Deuil en entreprise : l'importance de bien soutenir les équipes

Le décès d’une personne demeure un tabou dans de nombreuses organisations, tandis qu’il peut ébranler profondément le personnel. Face à cette réalité, les gestionnaires occupent souvent une position complexe, entre leurs responsabilités organisationnelles, leur rôle de soutien et leur propre expérience du deuil.
Quelles sont les bonnes pratiques pour soutenir le personnel tout en maintenant la performance collective ? Comment les chef.fe.s d’équipe peuvent accompagner leurs troupes ?
Oser aborder le deuil en milieu de travail
Une enquête menée en 2023 par Protégez-Vous, en collaboration avec des coopératives funéraires québécoises, révèle une lacune importante : 40 % des employé.e.s ayant vécu un décès dans leur environnement de travail ont ressenti un manque de soutien de la part de leur organisation.
En effet, la psychologue et conférencière Christine Goyette estime que la gestion du deuil est encore largement ignorée dans les entreprises. « Le personnel est souvent laissé à lui-même pour traverser cette épreuve », indique-t-elle.
La spécialiste ajoute qu'il est essentiel de comprendre les multiples facettes du deuil, tant sur le plan individuel qu’organisationnel, afin de l’appréhender dans les milieux de travail.
Elle ajoute qu’il est tout aussi essentiel de prendre ce décès au sérieux lorsqu’il surgit sans prévenir et qu’il n’est en rien lié à l’exercice des fonctions de la personne disparue, bien qu’il existe des métiers à risque qui nécessitent un accompagnement spécifique et de la prévention continue.
Reconnaître la complexité du processus de deuil
D’emblée, Déborah Ummel, professeure en psychologie spécialiste du deuil à l’Université de Sherbrooke, insiste sur la diversité des expériences du deuil. « Chaque personne le vit différemment, selon sa personnalité, ses expériences passées, sa culture et son environnement. »
Mme Ummel rappelle qu’il s’agit aussi d’un processus non linéaire qui alterne entre « des moments de perte et des moments de restauration ». Cette oscillation émotionnelle, bien que légitime, complique la manière dont on vit le deuil dans les milieux de travail, marqués par le maintien d’une certaine stabilité.
« C’est un véritable tremblement de terre, dont l’intensité dépend des relations tissées avec l’employé.e décédé.e », décrit-elle.
Lorsqu’un deuil frappe une équipe, les réactions sont rarement uniformes. Certain.e.s employé.e.s trouveront du réconfort dans un espace collectif d’échange, tandis que d’autres préfèreront traverser cette épreuve plus discrètement et se concentrer sur leurs tâches, insistent les expertes interrogées.

■ **Données sources**:
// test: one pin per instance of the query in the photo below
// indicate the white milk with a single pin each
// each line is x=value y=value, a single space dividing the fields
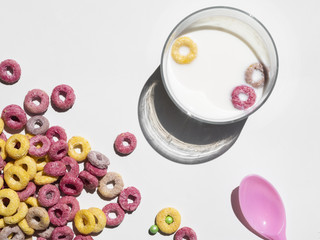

■ **Consignes**:
1. Reproduisez fidèlement le passage de l'extrait qui commence à « Deuil en entreprise » et se termine à « leurs troupes ? ».
2. Énumérez les facteurs qui, selon Déborah Ummel dans l'extrait, déterminent la manière dont chaque personne vit le deuil.

■ **Réponses**:
1.
Deuil en entreprise : l'importance de bien soutenir les équipes

Le décès d’une personne demeure un tabou dans de nombreuses organisations, tandis qu’il peut ébranler profondément le personnel. Face à cette réalité, les gestionnaires occupent souvent une position complexe, entre leurs responsabilités organisationnelles, leur rôle de soutien et leur propre expérience du deuil.
Quelles sont les bonnes pratiques pour soutenir le personnel tout en maintenant la performance collective ? Comment les chef.fe.s d’équipe peuvent accompagner leurs troupes ?

2.
- sa personnalité
- ses expériences passées
- sa culture
- son environnement